Exercise description: Copy the data below, switching every instance of "Would it be possible for you to locate" to "Could you find" and leaving everything else unchanged.
**** Source records ****
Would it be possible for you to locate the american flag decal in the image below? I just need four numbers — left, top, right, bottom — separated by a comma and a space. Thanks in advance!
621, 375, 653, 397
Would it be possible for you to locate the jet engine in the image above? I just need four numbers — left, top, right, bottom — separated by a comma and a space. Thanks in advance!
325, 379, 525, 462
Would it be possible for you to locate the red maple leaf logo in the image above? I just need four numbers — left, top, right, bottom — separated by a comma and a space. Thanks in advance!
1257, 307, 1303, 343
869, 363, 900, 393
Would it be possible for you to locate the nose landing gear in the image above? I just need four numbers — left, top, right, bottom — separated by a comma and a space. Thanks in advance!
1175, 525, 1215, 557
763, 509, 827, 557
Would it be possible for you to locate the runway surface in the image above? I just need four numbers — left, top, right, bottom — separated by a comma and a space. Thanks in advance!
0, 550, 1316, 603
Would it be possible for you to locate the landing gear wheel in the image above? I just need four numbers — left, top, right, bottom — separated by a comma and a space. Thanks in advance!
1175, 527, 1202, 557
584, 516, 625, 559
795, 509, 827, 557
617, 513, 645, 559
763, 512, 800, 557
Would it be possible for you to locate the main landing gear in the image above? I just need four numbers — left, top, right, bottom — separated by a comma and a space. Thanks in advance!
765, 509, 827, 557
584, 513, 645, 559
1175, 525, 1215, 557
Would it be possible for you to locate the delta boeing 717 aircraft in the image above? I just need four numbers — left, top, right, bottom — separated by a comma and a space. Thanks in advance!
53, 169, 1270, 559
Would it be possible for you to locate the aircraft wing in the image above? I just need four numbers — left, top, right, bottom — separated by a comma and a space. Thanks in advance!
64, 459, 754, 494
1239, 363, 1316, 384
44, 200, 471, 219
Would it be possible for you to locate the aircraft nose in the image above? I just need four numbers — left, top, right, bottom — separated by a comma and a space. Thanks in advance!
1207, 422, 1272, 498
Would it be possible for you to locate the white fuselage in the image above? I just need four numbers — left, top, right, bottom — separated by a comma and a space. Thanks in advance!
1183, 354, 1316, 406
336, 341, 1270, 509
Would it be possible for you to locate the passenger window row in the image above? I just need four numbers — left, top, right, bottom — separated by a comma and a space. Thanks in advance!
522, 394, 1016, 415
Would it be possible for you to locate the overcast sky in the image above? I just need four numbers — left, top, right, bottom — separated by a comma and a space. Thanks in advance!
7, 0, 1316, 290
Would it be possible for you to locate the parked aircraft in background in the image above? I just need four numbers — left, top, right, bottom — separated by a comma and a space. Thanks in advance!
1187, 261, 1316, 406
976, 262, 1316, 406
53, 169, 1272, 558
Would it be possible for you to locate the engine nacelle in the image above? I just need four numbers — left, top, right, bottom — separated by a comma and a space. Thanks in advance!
****
The reply:
Could you find the american flag decal in the image below? I just need four numbers — left, top, right, bottom — separated by a comma and a space. Thanks in advance!
621, 375, 653, 397
Could you find the jet engine in the image above? I just need four numbers — left, top, right, bottom — separated by a comma and a space. Thanks in advance!
325, 379, 525, 462
Could you find the red maple leaf logo in the image above? I just need four numbers — left, top, right, bottom — separated by a comma and a space. Thanks in advance!
1257, 307, 1303, 343
869, 363, 900, 393
Could you find the nose landing gear in the image above? I just need four numbers — left, top, right, bottom — separated by a comma and a space. Thanks in advance!
1175, 525, 1215, 557
763, 509, 827, 557
Could you find the runway surface in the image above? I just need four numbers — left, top, right, bottom — separated by a comma and a space. Thanks in advance!
0, 550, 1316, 603
Could you find the landing gear wheel in the image above? I just need four numbers — left, top, right, bottom — separated by a comma and a space. Thanks in advance!
1175, 527, 1202, 557
584, 516, 625, 559
795, 509, 827, 557
617, 513, 645, 559
763, 512, 800, 557
Could you find the main landing gear in the image above? I just need four numbers — left, top, right, bottom — separated by a comma and a space. Thanks in advance!
765, 509, 827, 557
584, 513, 645, 559
1175, 525, 1215, 557
Could you find the delta boeing 717 aircraft in the image above? I just need four numbers — left, top, right, bottom — separated by a comma and a space. Thanks in advance!
53, 169, 1270, 559
Could you find the aircraft wing in the image above? I just need four numbers — left, top, right, bottom — separated by a comma and a space. Thanks in advance!
64, 459, 754, 494
1239, 363, 1316, 384
44, 200, 471, 219
Could you find the aircraft nose in the image above? I just need four numbers — left, top, right, bottom — separated by a comma and a space. Thanks in advance!
1207, 422, 1272, 498
Could you find the white fuselage in the image above? I just need four numbers — left, top, right, bottom — separated by a comma and a space. Thanks in advance!
1183, 354, 1316, 406
336, 341, 1270, 509
Could you find the passenger window row in the image above? I just need four numbers — left, top, right, bottom — separated by a comma and a space. Thanks in advance!
522, 394, 1016, 415
Could you find the overcast sky in the image above? I just need four numbers — left, top, right, bottom — separated by a comma and a space. Thanks in advance!
7, 0, 1316, 290
Could you find the parked aircraft in background in the image above? I just need four numbers — left, top, right, bottom — separated by a comma and a space. Thanks in advance!
1187, 261, 1316, 406
976, 262, 1316, 406
53, 169, 1272, 558
Could you find the engine nacelle in the image above? I just need four numbers — left, top, right, bottom — separated by a comma and a space. Thanks in advance!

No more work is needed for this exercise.